Can you write out all the lines below again, requests included, but shift every pixel coordinate in the answers up by 127? Leave the pictures out of your reply.

-- BEGIN STORED RECORDS --

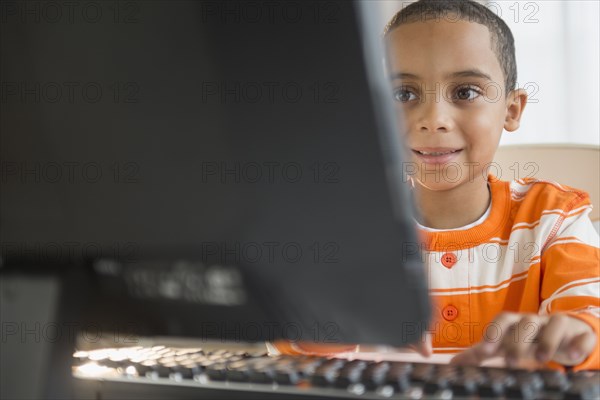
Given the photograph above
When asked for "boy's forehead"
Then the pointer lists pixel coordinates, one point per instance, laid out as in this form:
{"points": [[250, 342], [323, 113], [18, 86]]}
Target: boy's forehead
{"points": [[442, 46]]}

-- END STORED RECORDS --

** FINISHED TASK **
Given the photograph above
When asked for "boy's forehead"
Then the pointer lists pixel coordinates, one point per instance, laid out as in this form:
{"points": [[250, 342], [323, 113], [18, 86]]}
Target: boy's forehead
{"points": [[569, 173]]}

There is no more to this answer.